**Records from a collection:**
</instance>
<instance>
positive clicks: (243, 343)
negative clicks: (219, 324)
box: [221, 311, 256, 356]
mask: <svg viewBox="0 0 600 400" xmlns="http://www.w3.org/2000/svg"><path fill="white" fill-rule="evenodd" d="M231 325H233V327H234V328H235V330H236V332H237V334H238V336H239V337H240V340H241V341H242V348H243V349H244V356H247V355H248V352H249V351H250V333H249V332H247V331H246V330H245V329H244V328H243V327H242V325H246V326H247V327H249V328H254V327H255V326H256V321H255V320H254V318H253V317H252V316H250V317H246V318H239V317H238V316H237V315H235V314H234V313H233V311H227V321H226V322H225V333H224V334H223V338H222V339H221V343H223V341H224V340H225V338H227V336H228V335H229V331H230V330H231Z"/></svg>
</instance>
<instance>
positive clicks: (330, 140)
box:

**EXERCISE:**
Reproduce the entries above exactly, every line included.

**RESULT OF THIS TASK:**
</instance>
<instance>
positive clicks: (243, 343)
negative clicks: (219, 324)
box: [221, 311, 256, 356]
mask: <svg viewBox="0 0 600 400" xmlns="http://www.w3.org/2000/svg"><path fill="white" fill-rule="evenodd" d="M231 325H233V327H234V328H235V330H236V332H237V334H238V336H239V337H240V340H241V341H242V348H243V349H244V356H247V355H248V352H249V351H250V333H249V332H247V331H246V330H245V329H244V328H243V327H242V325H246V326H247V327H249V328H254V327H255V326H256V321H255V320H254V318H253V317H252V316H250V317H246V318H239V317H238V316H237V315H235V314H234V313H233V311H227V321H226V322H225V333H224V334H223V338H222V339H221V343H223V341H224V340H225V338H227V336H228V335H229V331H230V330H231Z"/></svg>
</instance>
<instance>
positive clicks: (330, 140)
box:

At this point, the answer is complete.